Information shown:
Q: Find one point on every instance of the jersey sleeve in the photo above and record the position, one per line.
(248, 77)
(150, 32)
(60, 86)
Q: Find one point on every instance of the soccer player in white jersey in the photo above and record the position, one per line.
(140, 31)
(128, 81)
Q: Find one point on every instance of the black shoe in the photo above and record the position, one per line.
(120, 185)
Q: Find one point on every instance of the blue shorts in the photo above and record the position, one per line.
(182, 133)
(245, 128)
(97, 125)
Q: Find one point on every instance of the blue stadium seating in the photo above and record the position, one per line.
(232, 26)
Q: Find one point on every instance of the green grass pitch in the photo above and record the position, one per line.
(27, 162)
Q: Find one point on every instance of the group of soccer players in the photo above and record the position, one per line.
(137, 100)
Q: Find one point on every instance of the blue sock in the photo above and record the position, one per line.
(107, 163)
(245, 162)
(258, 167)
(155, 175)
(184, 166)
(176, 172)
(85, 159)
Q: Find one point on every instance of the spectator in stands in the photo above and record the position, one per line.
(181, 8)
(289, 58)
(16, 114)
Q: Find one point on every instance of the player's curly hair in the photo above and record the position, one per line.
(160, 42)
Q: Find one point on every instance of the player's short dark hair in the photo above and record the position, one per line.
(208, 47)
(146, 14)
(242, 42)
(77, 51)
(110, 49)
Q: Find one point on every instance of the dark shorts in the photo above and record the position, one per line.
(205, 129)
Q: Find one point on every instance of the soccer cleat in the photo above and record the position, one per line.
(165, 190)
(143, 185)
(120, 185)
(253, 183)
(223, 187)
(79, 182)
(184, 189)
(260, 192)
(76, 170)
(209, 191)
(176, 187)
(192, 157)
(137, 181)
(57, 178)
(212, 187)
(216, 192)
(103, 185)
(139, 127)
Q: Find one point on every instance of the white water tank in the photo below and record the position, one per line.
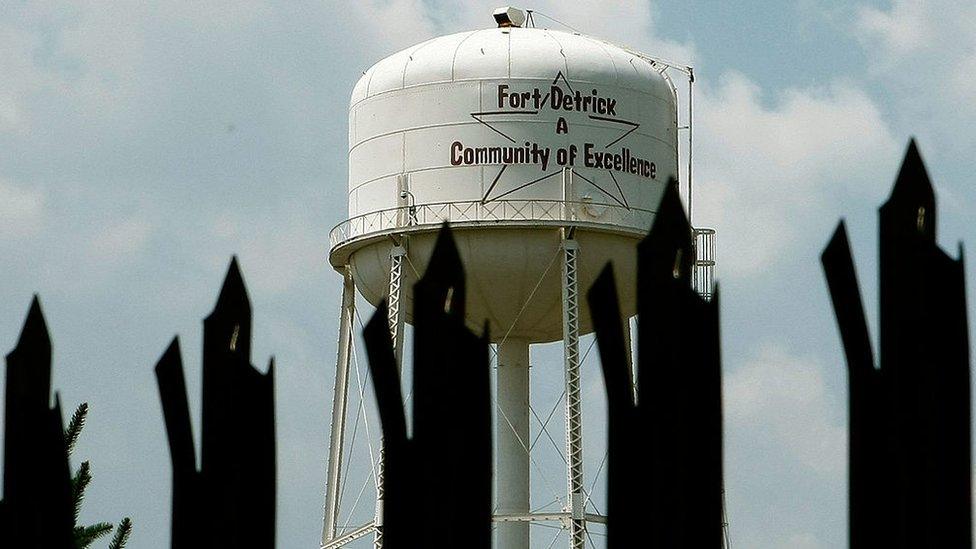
(511, 134)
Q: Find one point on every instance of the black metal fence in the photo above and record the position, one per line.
(910, 462)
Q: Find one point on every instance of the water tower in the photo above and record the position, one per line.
(548, 153)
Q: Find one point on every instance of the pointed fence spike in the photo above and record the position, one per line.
(386, 379)
(233, 293)
(911, 206)
(845, 294)
(607, 322)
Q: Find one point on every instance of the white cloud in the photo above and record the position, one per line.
(783, 398)
(924, 54)
(396, 24)
(770, 173)
(120, 240)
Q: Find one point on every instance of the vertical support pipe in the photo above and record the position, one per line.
(629, 356)
(574, 420)
(395, 319)
(340, 394)
(512, 440)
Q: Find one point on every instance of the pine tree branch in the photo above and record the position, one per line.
(78, 484)
(121, 534)
(75, 426)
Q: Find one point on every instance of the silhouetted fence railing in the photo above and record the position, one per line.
(230, 501)
(664, 466)
(910, 464)
(37, 509)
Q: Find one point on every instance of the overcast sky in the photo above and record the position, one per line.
(143, 144)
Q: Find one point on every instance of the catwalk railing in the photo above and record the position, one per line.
(538, 212)
(909, 425)
(910, 458)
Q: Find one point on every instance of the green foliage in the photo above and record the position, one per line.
(85, 535)
(122, 534)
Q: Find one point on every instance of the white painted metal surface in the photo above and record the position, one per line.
(512, 441)
(481, 124)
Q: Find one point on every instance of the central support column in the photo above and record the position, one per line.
(512, 440)
(574, 399)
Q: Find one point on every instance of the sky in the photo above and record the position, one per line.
(142, 145)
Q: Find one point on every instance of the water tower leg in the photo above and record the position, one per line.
(512, 440)
(340, 394)
(574, 399)
(395, 320)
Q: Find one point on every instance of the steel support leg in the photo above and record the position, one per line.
(512, 440)
(574, 420)
(340, 394)
(395, 319)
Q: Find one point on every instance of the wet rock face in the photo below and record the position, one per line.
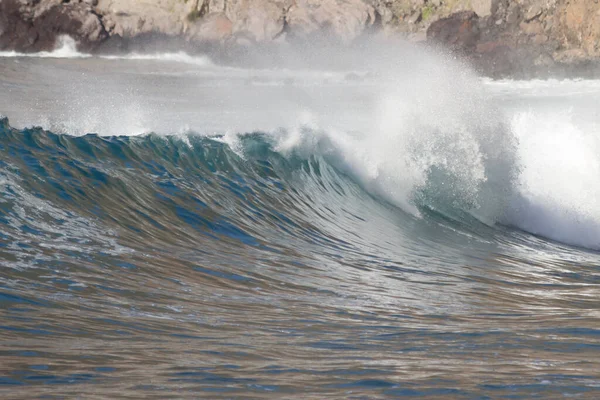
(460, 31)
(30, 26)
(500, 34)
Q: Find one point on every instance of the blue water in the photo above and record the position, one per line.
(188, 265)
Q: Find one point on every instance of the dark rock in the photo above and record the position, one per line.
(459, 31)
(22, 29)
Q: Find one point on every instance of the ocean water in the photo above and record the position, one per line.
(370, 228)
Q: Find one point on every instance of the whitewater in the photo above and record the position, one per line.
(373, 223)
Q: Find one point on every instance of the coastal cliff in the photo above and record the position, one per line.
(500, 37)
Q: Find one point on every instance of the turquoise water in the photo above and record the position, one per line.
(393, 245)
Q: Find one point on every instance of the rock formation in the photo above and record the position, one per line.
(500, 36)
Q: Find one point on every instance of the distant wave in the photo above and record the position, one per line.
(67, 48)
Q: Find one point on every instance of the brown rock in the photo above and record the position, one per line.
(215, 27)
(343, 20)
(459, 31)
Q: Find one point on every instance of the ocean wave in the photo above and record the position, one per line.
(251, 186)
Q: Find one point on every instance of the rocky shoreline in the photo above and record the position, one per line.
(501, 38)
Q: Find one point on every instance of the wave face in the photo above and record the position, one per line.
(311, 233)
(171, 243)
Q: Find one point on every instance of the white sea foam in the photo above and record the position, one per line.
(421, 130)
(66, 47)
(179, 57)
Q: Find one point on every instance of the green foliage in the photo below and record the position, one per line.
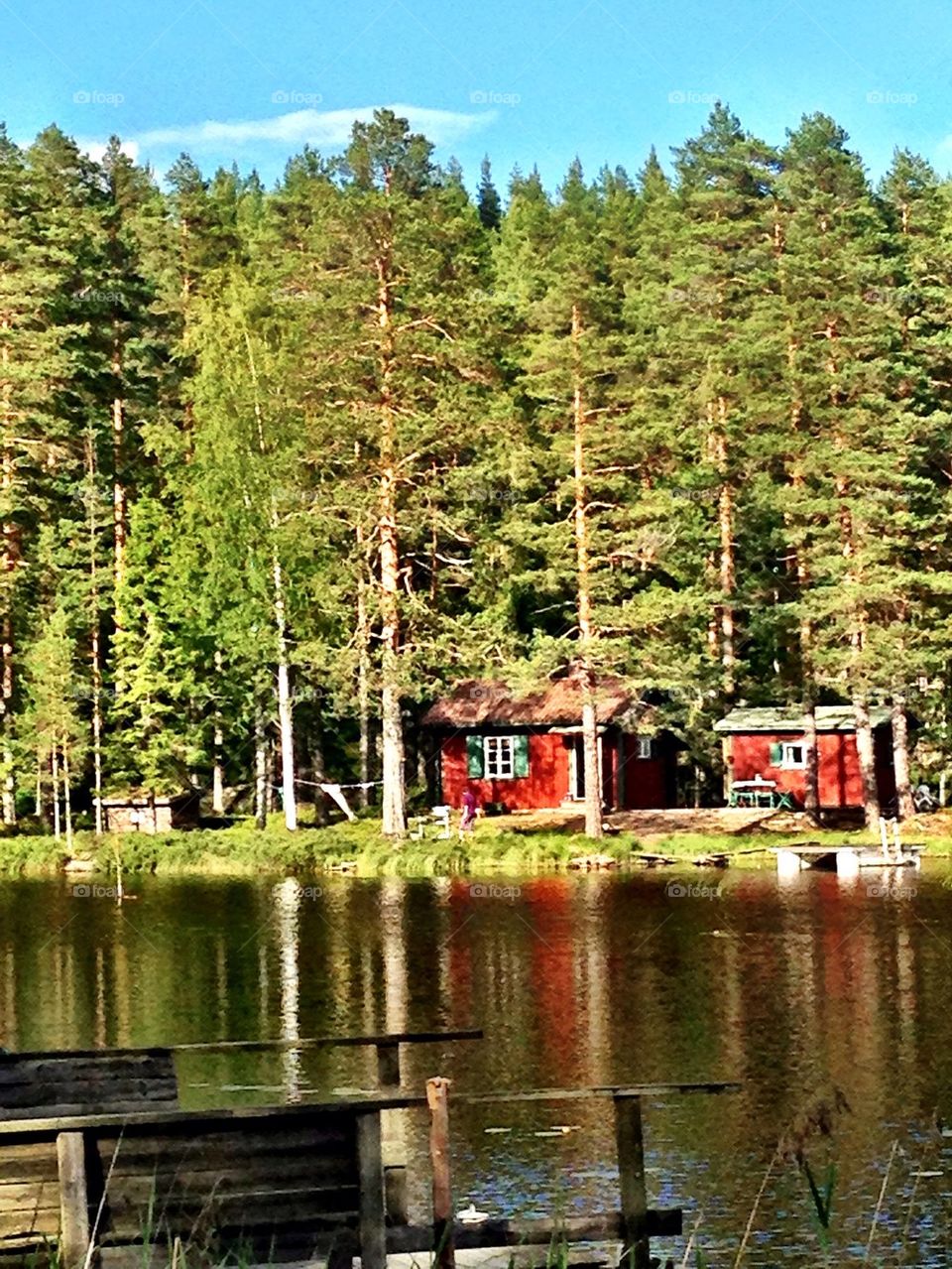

Task details:
All entries should be given again exactly, except that pictures are to be excluded.

Solution:
Q: Find one point on every instance of the jersey sleeve in the photo above and record the position, one per line.
(248, 77)
(150, 32)
(60, 86)
Q: Find one point on every instance of the soccer player in white jersey in the photo above and record the position, one per line.
(140, 31)
(128, 81)
Q: Find one point on every instance of the black shoe in the photo above and record the position, one per line.
(120, 185)
Q: Find one point on every instance of the blue shorts in the photo above and record the position, one per line.
(182, 133)
(245, 128)
(97, 125)
Q: Find one point on every instance of the blue stadium seating in the photo above and record the position, one per line.
(232, 26)
Q: Find one point on every instance of the green grass pitch in the photo above and record the position, one per line.
(27, 162)
Q: Find one point on every instance of the group of soccer players in the photo above and record the position, one per line.
(137, 100)
Q: Find one point on every instance of the blue sock in the photo above and record the position, one per line.
(107, 163)
(245, 162)
(258, 167)
(155, 175)
(184, 166)
(176, 172)
(85, 159)
Q: Find one point on every instance of the spectator in stands in the photo above and record the position, one per line.
(181, 8)
(289, 58)
(16, 114)
Q: Find one point on every instance of the player's curly hair in the photo above and record the position, one per line.
(160, 42)
Q: Find one point on every instance of the player's short dark hair in the photo above and record the position, one per line.
(208, 47)
(146, 14)
(242, 42)
(77, 51)
(110, 49)
Q: Find one point on every instance of the dark shorts in the photo above and record the position, one per line.
(205, 129)
Q: Find one point on every instance of the soccer cleat in the photo above and record the position, one per line.
(165, 190)
(143, 185)
(120, 185)
(253, 183)
(223, 187)
(79, 182)
(184, 189)
(260, 192)
(76, 170)
(209, 191)
(176, 187)
(192, 157)
(137, 181)
(57, 178)
(212, 187)
(216, 192)
(103, 185)
(139, 127)
Q: Find one point on every instance of the white water tank in the photo below and record the position, one per line.
(511, 134)
Q: Find one point on every instance of the black metal fence in the photo above and record the position, one per line.
(910, 462)
Q: Find one point on every instance of the water tower in the photo above and record the position, one per line.
(548, 153)
Q: Find one point on every instance of the pointed fence spike in the photo above and record the position, one per line.
(386, 379)
(233, 293)
(911, 206)
(845, 294)
(607, 322)
Q: Find one point on every instance of the white cloud in the photo above and record the position, one per line.
(783, 398)
(924, 54)
(396, 24)
(770, 173)
(120, 240)
Q: Find one point on every instance of the vertical support pipe in the photo above and record the position, one per line.
(629, 356)
(574, 420)
(395, 319)
(340, 394)
(512, 440)
Q: Find one point on every instance of the pine tree branch in the photo above and record the position, one per line.
(78, 484)
(121, 534)
(75, 426)
Q: Find one point on every instance of the silhouetted fence railing in the photo above and record the position, one per line.
(230, 501)
(664, 466)
(910, 464)
(37, 509)
Q: Find one point on every instance of the overcast sky in the photo above and record the position, one per line.
(143, 144)
Q: Find one point on every instance of the catwalk railing in the photo above and record the position, one per line.
(538, 212)
(909, 425)
(910, 458)
Q: Find one point on every instance of the green foliage in the photo above and record the position, one per line.
(85, 535)
(122, 534)
Q: Find one point on every instance of the white painted metal surface in the photo above and record the position, one per line.
(512, 441)
(481, 124)
Q: Find one point on every instance of the central support column in the photo above and record the position, one per line.
(512, 440)
(574, 399)
Q: Find one point on every instance of the sky in the photo above and record the position, one per line.
(142, 145)
Q: Find one point on every instance of the water tower leg in the photo above and record the position, one per line.
(512, 440)
(340, 394)
(574, 399)
(395, 320)
Q: Find one point on every instance of the steel support leg in the photo above and record the position, one per line.
(512, 440)
(574, 420)
(340, 394)
(395, 319)
Q: Find one point on every instance of the wet rock face in the photo below and record the position, one per line.
(460, 31)
(30, 26)
(500, 34)
Q: Find one point on every instance of the blue water in the photo above and record the position, one per line.
(188, 265)
Q: Find one point on every instance of the dark rock in the photo above and record the position, one per line.
(459, 31)
(22, 29)
Q: Find one point on every instance of the ocean water in the photo above and record the position, one per line.
(370, 228)
Q: Find one point on every instance of the whitewater in the photo above and record the position, one per line.
(373, 223)
Q: Find one point on every instance of the coastal cliff in the photo above and record the position, one per line.
(500, 37)
Q: Find one point on every instance of the turquoise water in the photo above and record the position, one per line.
(393, 245)
Q: Find one point on every instance of the rock formation in the photo above and record the position, one per line.
(500, 36)
Q: Find one point on every instance of the distant wave in the photo above and record the position, one per line.
(67, 48)
Q: Find one point on every instance of the brown rock in the photo above and record the position, one per line.
(215, 27)
(343, 20)
(459, 31)
Q: Find one point on every instance of the ocean wave in the photo above and record the position, one per line.
(251, 186)
Q: Find one point on every instance of the rocky shoreline in the photo above and record the position, one per line.
(501, 38)
Q: Find one point on every instance of the wave face in the photo above and record the position, one per line.
(311, 233)
(171, 243)
Q: Find one point on every instance of the white sea foam in the photo above and record the position, one per line.
(421, 130)
(66, 47)
(179, 57)
Q: Find one point on every instance of the green foliage in the photo below and record the position, one per line.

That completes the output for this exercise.